TASK TO CARRY OUT |
Rewrite the data below from the line containing "Wildlife camera alert: a water" through the end of the data, both ends included. Keep every request line unchanged and increase each bounding box coordinate in the answers by 33.

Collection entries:
# # # # # # #
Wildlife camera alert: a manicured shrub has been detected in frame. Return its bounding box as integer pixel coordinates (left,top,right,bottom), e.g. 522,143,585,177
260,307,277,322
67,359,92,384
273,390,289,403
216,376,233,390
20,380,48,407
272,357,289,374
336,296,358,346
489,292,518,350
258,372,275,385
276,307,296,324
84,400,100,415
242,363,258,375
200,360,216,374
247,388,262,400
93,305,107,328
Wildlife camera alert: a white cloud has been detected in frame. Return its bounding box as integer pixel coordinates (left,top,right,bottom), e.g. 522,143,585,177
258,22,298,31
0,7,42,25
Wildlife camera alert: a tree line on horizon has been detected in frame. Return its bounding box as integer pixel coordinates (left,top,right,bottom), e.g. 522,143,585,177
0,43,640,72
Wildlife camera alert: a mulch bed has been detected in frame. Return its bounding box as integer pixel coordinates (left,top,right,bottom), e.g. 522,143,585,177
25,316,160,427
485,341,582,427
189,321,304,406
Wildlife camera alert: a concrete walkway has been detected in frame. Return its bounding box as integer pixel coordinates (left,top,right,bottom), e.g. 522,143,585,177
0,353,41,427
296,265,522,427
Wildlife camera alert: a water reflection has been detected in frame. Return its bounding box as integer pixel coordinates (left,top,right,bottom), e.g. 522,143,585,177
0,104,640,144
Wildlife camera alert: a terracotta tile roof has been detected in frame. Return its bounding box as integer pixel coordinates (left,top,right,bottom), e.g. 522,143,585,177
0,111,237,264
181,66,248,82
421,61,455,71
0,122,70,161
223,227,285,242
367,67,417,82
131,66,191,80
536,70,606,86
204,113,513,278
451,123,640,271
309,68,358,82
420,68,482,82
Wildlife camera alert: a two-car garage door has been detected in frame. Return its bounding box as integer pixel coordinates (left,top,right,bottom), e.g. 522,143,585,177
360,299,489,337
# # # # # # #
RESPONSE TO THIS EXERCISE |
Wildlife camera alert: a water reflection has been detected in frame. Return its bounding box as integer pixel coordinates (left,top,right,bottom), e.g. 522,143,585,177
33,137,673,177
Wildlife camera alert: a terracotta tile roof has been detected in frame. Return its bounding box as integer pixel coordinates (left,top,right,bottom), e.g. 522,143,585,177
33,144,270,297
214,99,281,115
454,94,488,104
33,155,103,194
256,260,318,275
400,100,450,115
164,99,224,113
569,103,639,119
237,146,546,311
484,156,673,304
342,101,391,115
453,101,515,115
Wildlife camera alert: a two-car garage door has been detected in frame. Return its bounding box as integer pixel coordinates (left,top,right,bottom), e.g. 522,143,585,177
393,332,522,370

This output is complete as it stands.